- [EXERCISE INSTRUCTIONS]: From the line that contains "horizontal mini blind." to the last line of the data, every line is to be transcribed exactly; no other line is to be included.

──────────

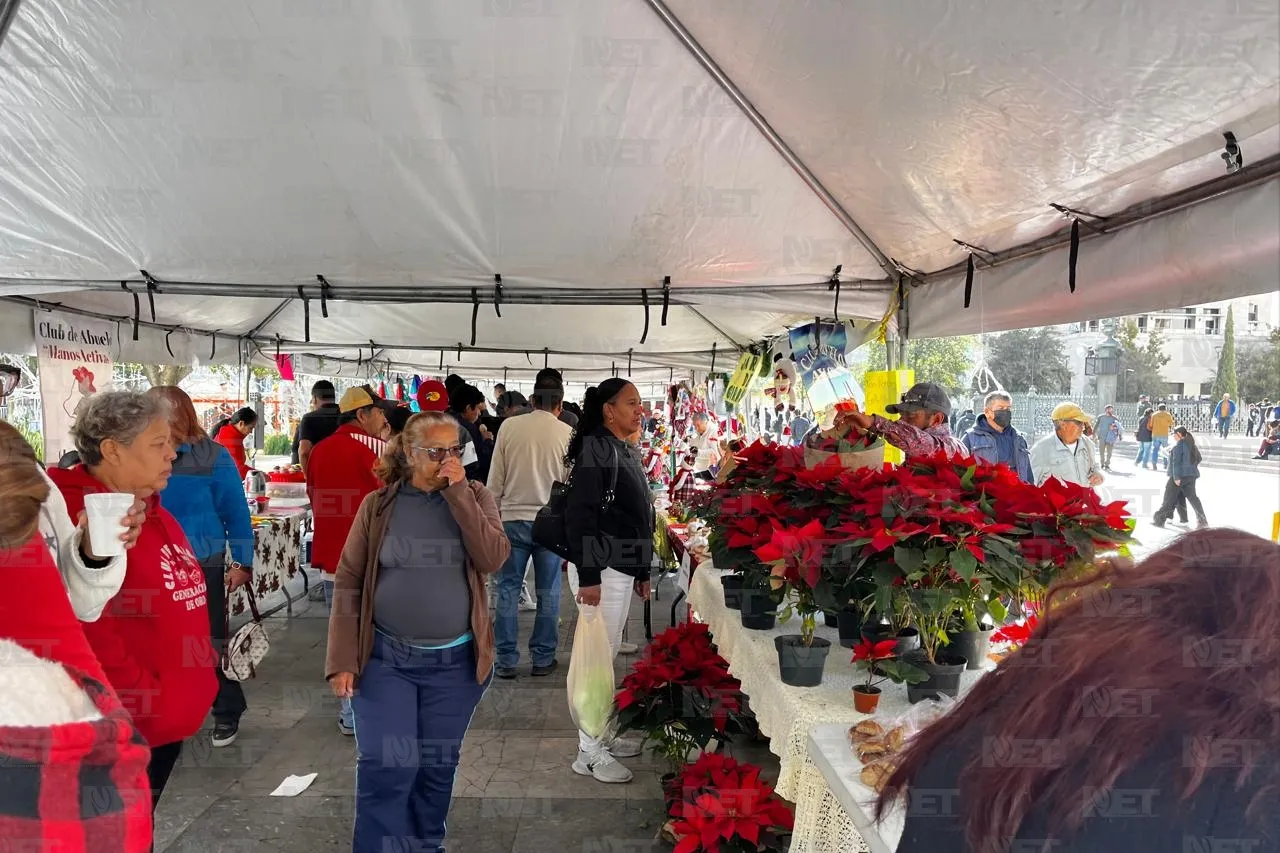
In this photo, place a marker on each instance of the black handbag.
(551, 528)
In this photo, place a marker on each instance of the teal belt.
(462, 641)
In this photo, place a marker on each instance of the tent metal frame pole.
(270, 316)
(766, 129)
(8, 14)
(1251, 176)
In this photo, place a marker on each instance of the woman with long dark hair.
(1184, 461)
(1143, 716)
(609, 519)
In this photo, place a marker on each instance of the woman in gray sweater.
(1184, 461)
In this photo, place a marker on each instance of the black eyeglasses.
(439, 454)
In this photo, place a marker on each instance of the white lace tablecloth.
(787, 715)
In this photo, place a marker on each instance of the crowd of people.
(417, 516)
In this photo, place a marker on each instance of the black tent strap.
(644, 300)
(306, 314)
(324, 296)
(475, 315)
(1074, 255)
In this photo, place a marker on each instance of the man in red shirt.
(339, 477)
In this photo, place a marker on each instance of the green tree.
(1225, 378)
(1141, 363)
(946, 361)
(1027, 359)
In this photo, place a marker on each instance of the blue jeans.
(412, 711)
(344, 714)
(506, 630)
(1143, 452)
(1157, 445)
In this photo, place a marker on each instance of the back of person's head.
(593, 414)
(23, 489)
(464, 396)
(1192, 633)
(324, 392)
(397, 418)
(182, 414)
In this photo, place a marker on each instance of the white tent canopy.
(411, 150)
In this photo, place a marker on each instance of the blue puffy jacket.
(983, 442)
(1180, 464)
(206, 496)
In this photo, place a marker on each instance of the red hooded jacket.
(339, 475)
(152, 638)
(41, 617)
(233, 441)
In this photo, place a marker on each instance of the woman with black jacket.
(609, 519)
(1184, 461)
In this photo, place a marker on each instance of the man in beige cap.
(1066, 454)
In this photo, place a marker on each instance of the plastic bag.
(590, 674)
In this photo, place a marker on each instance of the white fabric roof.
(581, 144)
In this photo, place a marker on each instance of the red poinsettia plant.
(723, 806)
(680, 694)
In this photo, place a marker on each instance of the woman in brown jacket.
(410, 635)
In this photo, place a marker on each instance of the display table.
(835, 760)
(787, 715)
(277, 557)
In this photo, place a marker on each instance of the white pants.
(616, 591)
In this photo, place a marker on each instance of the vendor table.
(787, 715)
(277, 557)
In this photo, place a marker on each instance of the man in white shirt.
(705, 441)
(1066, 454)
(528, 460)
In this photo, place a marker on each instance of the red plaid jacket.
(76, 788)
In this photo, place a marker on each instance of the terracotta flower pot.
(865, 699)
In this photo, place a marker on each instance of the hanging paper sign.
(74, 357)
(748, 365)
(818, 351)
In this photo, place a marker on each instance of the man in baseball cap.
(922, 428)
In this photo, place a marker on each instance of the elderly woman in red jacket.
(54, 694)
(154, 632)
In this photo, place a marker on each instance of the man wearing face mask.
(922, 428)
(993, 438)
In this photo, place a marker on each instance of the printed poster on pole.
(74, 356)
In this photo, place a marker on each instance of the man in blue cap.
(922, 428)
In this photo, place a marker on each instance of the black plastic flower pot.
(732, 591)
(973, 646)
(944, 676)
(849, 623)
(908, 641)
(801, 665)
(877, 632)
(759, 610)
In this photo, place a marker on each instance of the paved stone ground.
(515, 792)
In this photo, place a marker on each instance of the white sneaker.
(602, 766)
(625, 748)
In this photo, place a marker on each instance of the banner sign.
(74, 356)
(818, 351)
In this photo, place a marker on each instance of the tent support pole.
(778, 144)
(270, 316)
(716, 328)
(8, 14)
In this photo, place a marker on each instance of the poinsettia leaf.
(964, 562)
(908, 559)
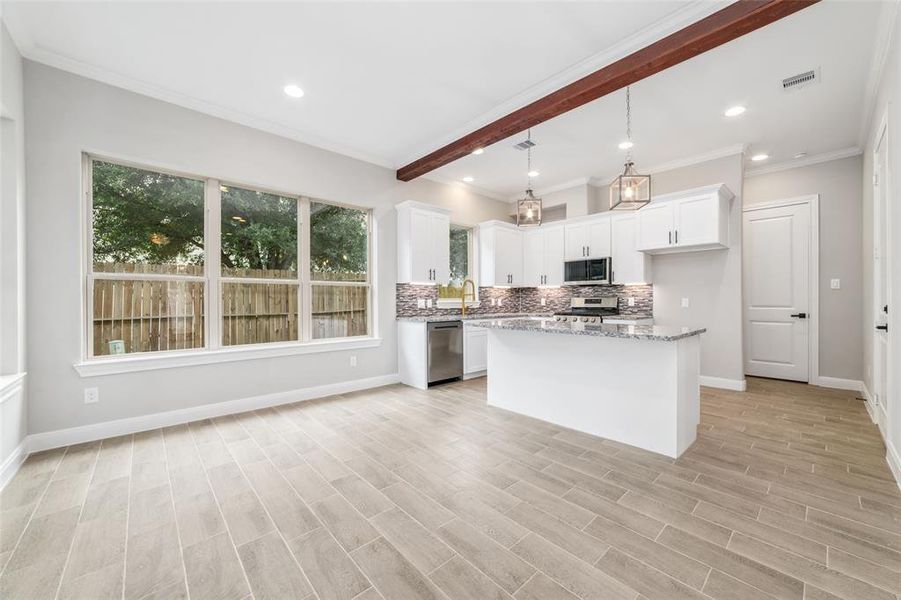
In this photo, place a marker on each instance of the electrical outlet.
(91, 395)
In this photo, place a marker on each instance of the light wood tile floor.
(398, 494)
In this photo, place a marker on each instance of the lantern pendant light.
(629, 191)
(528, 209)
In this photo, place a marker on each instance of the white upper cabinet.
(629, 265)
(423, 243)
(500, 254)
(588, 239)
(686, 221)
(543, 256)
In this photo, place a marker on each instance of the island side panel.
(626, 390)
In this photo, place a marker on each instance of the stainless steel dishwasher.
(445, 350)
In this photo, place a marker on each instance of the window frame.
(212, 279)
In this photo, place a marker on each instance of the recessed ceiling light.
(294, 91)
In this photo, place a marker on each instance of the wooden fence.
(154, 315)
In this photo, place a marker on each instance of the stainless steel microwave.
(592, 271)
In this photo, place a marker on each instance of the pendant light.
(629, 191)
(528, 209)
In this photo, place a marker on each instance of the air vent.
(800, 80)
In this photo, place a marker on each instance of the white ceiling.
(389, 81)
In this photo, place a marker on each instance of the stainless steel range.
(589, 310)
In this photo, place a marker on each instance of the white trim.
(10, 384)
(99, 431)
(894, 461)
(738, 385)
(168, 360)
(12, 463)
(813, 275)
(813, 159)
(839, 384)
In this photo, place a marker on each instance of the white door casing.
(778, 246)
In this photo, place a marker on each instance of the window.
(260, 282)
(460, 262)
(339, 271)
(147, 267)
(163, 278)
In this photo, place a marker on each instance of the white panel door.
(696, 221)
(533, 257)
(599, 239)
(553, 256)
(776, 291)
(576, 240)
(439, 229)
(421, 247)
(655, 226)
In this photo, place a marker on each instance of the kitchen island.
(635, 384)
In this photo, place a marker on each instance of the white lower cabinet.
(475, 349)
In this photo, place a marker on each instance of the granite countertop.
(635, 332)
(472, 317)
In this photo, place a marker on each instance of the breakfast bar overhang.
(635, 384)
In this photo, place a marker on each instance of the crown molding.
(671, 23)
(41, 55)
(813, 159)
(883, 41)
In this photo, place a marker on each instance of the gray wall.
(711, 280)
(841, 211)
(69, 114)
(13, 408)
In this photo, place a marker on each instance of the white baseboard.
(98, 431)
(839, 383)
(738, 385)
(894, 461)
(12, 463)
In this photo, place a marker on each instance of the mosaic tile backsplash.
(526, 300)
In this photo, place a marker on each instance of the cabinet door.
(553, 256)
(599, 238)
(576, 239)
(439, 230)
(696, 221)
(533, 245)
(475, 350)
(629, 265)
(655, 226)
(421, 247)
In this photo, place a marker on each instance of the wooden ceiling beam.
(734, 21)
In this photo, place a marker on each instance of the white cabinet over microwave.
(691, 220)
(500, 254)
(423, 243)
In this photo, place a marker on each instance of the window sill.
(455, 303)
(170, 360)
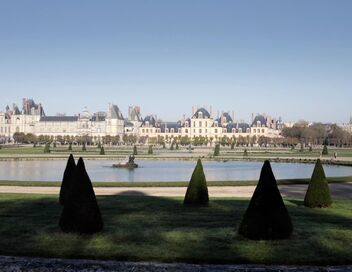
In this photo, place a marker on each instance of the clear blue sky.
(287, 58)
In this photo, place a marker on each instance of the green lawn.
(169, 184)
(145, 228)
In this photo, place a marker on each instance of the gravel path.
(341, 190)
(8, 264)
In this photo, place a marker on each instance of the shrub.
(150, 150)
(318, 193)
(197, 191)
(47, 148)
(217, 150)
(67, 179)
(266, 217)
(135, 152)
(245, 153)
(81, 212)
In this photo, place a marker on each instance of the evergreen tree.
(81, 212)
(217, 150)
(47, 148)
(266, 217)
(150, 150)
(318, 193)
(197, 191)
(135, 152)
(67, 179)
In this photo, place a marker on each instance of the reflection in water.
(160, 170)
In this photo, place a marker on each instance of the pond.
(160, 170)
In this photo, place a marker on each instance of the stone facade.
(32, 119)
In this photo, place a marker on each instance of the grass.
(145, 228)
(169, 184)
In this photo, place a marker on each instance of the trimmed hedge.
(67, 179)
(266, 217)
(318, 193)
(197, 190)
(81, 212)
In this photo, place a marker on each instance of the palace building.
(32, 119)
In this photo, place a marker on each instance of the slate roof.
(115, 113)
(204, 112)
(58, 119)
(260, 118)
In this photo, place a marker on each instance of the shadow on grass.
(145, 228)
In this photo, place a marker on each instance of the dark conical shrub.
(81, 212)
(197, 191)
(266, 217)
(67, 179)
(150, 150)
(84, 147)
(318, 193)
(47, 148)
(135, 152)
(217, 150)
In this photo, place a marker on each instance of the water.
(160, 170)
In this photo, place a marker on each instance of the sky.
(289, 59)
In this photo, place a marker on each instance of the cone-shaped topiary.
(197, 191)
(217, 150)
(135, 152)
(67, 179)
(318, 193)
(81, 212)
(150, 150)
(266, 217)
(47, 148)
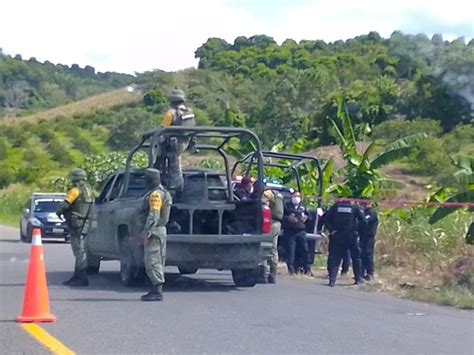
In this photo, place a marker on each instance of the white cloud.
(141, 35)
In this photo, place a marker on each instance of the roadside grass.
(12, 201)
(105, 101)
(419, 261)
(10, 220)
(446, 295)
(423, 262)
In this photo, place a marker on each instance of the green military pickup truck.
(208, 228)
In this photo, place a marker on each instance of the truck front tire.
(93, 264)
(245, 277)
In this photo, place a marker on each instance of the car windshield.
(47, 205)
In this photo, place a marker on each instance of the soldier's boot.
(155, 293)
(307, 270)
(262, 274)
(175, 171)
(272, 275)
(72, 279)
(82, 280)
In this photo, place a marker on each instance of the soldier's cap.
(246, 180)
(268, 194)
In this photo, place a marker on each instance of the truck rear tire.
(129, 271)
(245, 277)
(93, 264)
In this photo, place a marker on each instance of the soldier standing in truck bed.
(177, 115)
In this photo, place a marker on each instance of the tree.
(362, 179)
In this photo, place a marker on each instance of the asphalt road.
(207, 314)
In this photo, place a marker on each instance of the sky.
(141, 35)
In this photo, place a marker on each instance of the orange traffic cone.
(36, 302)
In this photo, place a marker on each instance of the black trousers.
(297, 242)
(346, 262)
(367, 246)
(339, 244)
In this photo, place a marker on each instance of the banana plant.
(462, 192)
(362, 179)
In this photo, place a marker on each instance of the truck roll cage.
(295, 159)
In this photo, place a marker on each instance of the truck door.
(98, 235)
(110, 212)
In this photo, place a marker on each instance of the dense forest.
(287, 93)
(30, 85)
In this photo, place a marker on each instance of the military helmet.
(176, 96)
(152, 177)
(78, 174)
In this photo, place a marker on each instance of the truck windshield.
(46, 205)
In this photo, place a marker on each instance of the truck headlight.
(35, 222)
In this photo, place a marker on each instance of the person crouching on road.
(76, 210)
(343, 221)
(295, 233)
(367, 240)
(155, 212)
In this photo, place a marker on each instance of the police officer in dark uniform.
(367, 240)
(343, 221)
(76, 210)
(294, 226)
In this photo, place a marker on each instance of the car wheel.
(245, 277)
(187, 270)
(29, 233)
(93, 264)
(129, 271)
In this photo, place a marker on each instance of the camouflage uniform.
(76, 208)
(177, 115)
(155, 212)
(275, 202)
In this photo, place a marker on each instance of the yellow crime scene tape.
(44, 338)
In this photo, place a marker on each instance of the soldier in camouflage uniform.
(76, 209)
(275, 202)
(177, 115)
(155, 213)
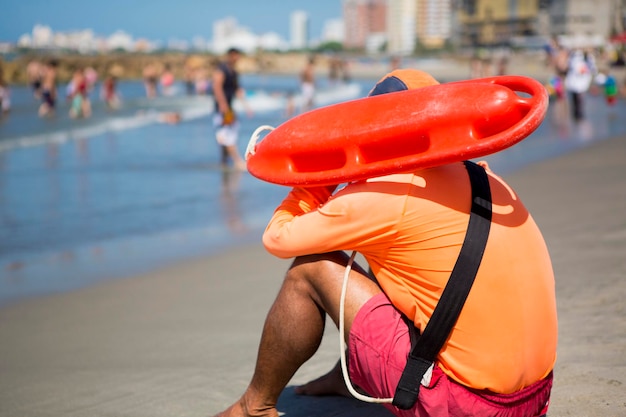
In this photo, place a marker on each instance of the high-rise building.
(434, 22)
(401, 31)
(299, 30)
(364, 20)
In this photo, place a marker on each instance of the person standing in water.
(225, 88)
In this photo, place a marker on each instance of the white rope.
(251, 148)
(342, 342)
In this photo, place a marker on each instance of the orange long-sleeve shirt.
(410, 228)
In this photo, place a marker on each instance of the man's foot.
(240, 409)
(330, 384)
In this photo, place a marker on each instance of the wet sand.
(181, 341)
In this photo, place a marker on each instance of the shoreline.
(182, 340)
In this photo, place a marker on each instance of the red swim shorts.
(378, 347)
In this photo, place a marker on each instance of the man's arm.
(309, 221)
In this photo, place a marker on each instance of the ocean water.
(122, 192)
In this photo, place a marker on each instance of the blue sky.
(159, 19)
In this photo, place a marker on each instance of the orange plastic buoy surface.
(400, 131)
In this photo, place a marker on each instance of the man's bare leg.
(295, 324)
(331, 383)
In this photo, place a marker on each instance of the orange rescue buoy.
(399, 131)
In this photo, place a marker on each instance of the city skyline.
(161, 20)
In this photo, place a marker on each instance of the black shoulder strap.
(424, 352)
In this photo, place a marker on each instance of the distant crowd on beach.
(43, 79)
(576, 72)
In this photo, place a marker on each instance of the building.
(299, 30)
(581, 23)
(365, 23)
(434, 22)
(401, 30)
(495, 22)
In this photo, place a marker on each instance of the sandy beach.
(181, 341)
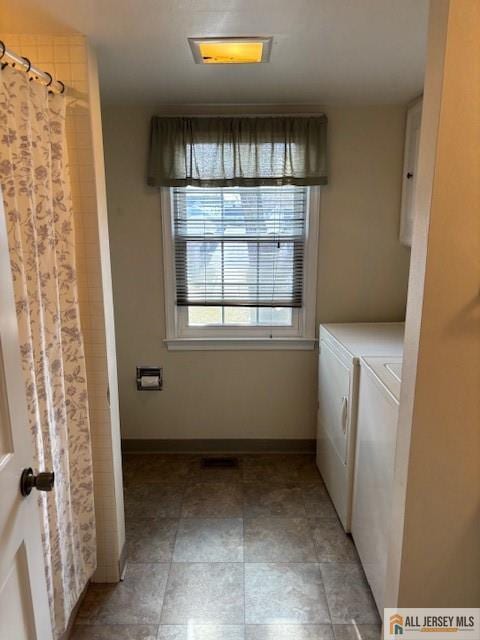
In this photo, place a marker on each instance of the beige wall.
(435, 552)
(363, 273)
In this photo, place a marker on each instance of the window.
(240, 266)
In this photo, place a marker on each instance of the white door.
(24, 611)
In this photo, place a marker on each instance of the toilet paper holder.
(149, 378)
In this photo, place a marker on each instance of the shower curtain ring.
(29, 64)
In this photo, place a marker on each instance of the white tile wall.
(66, 58)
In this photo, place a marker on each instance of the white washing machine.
(378, 402)
(340, 348)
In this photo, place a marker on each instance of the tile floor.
(250, 553)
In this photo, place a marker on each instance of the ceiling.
(324, 51)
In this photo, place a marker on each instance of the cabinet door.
(412, 139)
(334, 392)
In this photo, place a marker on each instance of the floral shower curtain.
(36, 193)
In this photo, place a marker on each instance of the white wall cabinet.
(412, 139)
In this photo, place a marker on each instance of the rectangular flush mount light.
(231, 50)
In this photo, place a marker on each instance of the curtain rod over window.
(248, 151)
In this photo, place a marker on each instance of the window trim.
(301, 335)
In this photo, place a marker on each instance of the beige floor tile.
(284, 593)
(204, 593)
(136, 600)
(349, 597)
(209, 540)
(277, 539)
(357, 631)
(115, 632)
(331, 542)
(213, 499)
(151, 540)
(263, 499)
(152, 500)
(289, 632)
(201, 632)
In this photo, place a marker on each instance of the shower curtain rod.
(9, 57)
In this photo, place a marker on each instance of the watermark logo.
(413, 624)
(396, 625)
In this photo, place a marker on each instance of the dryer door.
(334, 399)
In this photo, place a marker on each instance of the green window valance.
(241, 151)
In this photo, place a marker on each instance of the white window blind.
(239, 246)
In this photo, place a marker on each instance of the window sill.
(237, 344)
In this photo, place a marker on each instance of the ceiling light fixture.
(231, 50)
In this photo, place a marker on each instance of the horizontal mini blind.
(239, 246)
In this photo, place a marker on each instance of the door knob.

──────────

- [RESULT OF THIS TASK]:
In this photo, place a marker on each instance of the horizontal mini blind.
(239, 246)
In this photo, place a marker on each instance of the door knob.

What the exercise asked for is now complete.